Task set ->
1) Rewrite the call transcript from "Obviously, the whole" up to and including "the near term?", putting "sales team" in place of "sales organization".
2) In the records, retype character for character everything from the line with "det: vaulted ceiling" up to and including the line with "(81, 4), (726, 109)".

Page ->
---*---
Obviously, the whole game for us is to also take share. This is why we’re continuing our significant level of investment, more than double anybody else for sure in R&D and storage and that’s why we’re keeping our sales organization, support organization strong to make sure we can capture those opportunities. That’s a very important part of how the volume starts going the other way in the future.

Operator

Operator

Your next question comes from William Fearnley – FTN Midwest Research. William Fearnley – FTN Midwest Research: I wanted to ask some more questions on the CLARiiON if I could. Could you give us some more color on the direct, indirect and Dell mix for CLARiiON? And, given the performance in the first quarter, what are your expectations here for the CLARiiON line in the mid range here in the near term?

David I. Goulden

Management

Well I mentioned Bill, first of all we told you that Dell sequentially compared to Q4 represented just a little bit higher percentage of the CLARiiON mix and that’s indication that Joe mentioned that we’ve been working on the Dell EMC alliance. We gave you a view that overall IT spending won’t be significantly different in Q2. On the other hand, CLARiiON and our mid tier products in total, particularly on that are very, very strong. You see how well unified storage is doing. When you look at our three C’s together, CLARiiON, Celerra and Centera, it’s still very competitive mid range offering and you saw that despite the fact that the market was down enormously we saw continued growth in our NAS range and the unified storage aspect of our NAS box which use a lot of the same components, as a client was actually very, very strong. I’d also mention relative to the Dell alliance that Dell is now also starting to resell the NX4 so they’re taking advantage of some of the NAS technology from us as well.
---*---
Information given ->
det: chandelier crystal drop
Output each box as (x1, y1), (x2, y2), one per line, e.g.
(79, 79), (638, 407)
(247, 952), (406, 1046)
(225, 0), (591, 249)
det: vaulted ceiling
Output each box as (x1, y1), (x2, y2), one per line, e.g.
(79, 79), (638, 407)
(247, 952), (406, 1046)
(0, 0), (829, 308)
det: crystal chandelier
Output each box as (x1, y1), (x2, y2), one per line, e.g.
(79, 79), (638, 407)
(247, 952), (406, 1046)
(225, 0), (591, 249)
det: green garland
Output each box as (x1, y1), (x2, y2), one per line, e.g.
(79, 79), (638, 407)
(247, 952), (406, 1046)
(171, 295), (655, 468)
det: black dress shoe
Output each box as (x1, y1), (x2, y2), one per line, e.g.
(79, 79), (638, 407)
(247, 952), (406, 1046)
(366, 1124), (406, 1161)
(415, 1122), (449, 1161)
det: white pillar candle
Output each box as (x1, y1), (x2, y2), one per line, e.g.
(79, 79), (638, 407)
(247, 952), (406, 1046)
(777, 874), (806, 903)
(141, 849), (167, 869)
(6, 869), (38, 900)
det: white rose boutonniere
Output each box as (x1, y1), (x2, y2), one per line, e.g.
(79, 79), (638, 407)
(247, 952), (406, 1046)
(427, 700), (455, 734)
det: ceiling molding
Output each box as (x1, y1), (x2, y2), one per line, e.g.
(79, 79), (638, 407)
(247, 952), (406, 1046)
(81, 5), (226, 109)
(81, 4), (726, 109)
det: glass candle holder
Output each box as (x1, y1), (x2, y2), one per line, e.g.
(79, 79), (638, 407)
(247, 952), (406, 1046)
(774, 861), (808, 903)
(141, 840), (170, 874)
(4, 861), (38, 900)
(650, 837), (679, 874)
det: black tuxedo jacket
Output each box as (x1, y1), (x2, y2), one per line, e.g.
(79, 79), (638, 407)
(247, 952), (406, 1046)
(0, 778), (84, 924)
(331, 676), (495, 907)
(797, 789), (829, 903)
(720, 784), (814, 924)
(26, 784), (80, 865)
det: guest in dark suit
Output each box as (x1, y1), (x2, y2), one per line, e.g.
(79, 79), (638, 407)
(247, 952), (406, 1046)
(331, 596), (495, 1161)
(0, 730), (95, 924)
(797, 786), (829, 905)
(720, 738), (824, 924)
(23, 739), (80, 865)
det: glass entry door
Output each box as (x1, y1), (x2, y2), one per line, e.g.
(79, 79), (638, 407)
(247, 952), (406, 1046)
---*---
Outputs ->
1)
Obviously, the whole game for us is to also take share. This is why we’re continuing our significant level of investment, more than double anybody else for sure in R&D and storage and that’s why we’re keeping our sales team, support organization strong to make sure we can capture those opportunities. That’s a very important part of how the volume starts going the other way in the future.

Operator

Operator

Your next question comes from William Fearnley – FTN Midwest Research. William Fearnley – FTN Midwest Research: I wanted to ask some more questions on the CLARiiON if I could. Could you give us some more color on the direct, indirect and Dell mix for CLARiiON? And, given the performance in the first quarter, what are your expectations here for the CLARiiON line in the mid range here in the near term?

2)
det: vaulted ceiling
Output each box as (x1, y1), (x2, y2), one per line, e.g.
(79, 79), (638, 407)
(247, 952), (406, 1046)
(0, 0), (829, 308)
det: crystal chandelier
Output each box as (x1, y1), (x2, y2), one per line, e.g.
(79, 79), (638, 407)
(247, 952), (406, 1046)
(225, 0), (591, 249)
det: green garland
Output each box as (x1, y1), (x2, y2), one per line, e.g.
(79, 79), (638, 407)
(247, 952), (406, 1046)
(171, 295), (655, 468)
det: black dress shoe
Output each box as (x1, y1), (x2, y2), one per line, e.g.
(79, 79), (638, 407)
(247, 952), (406, 1046)
(366, 1124), (406, 1161)
(415, 1122), (449, 1161)
det: white pillar candle
Output each box as (x1, y1), (x2, y2), one per line, e.g.
(79, 79), (638, 407)
(247, 952), (406, 1046)
(777, 874), (806, 903)
(141, 849), (167, 869)
(6, 869), (38, 900)
det: white rose boutonniere
Output each box as (x1, y1), (x2, y2), one per line, e.g.
(79, 79), (638, 407)
(247, 952), (406, 1046)
(427, 700), (455, 734)
det: ceiling molding
Output each box as (x1, y1), (x2, y2), one per line, e.g.
(79, 79), (638, 407)
(247, 952), (406, 1046)
(81, 5), (226, 109)
(81, 4), (726, 109)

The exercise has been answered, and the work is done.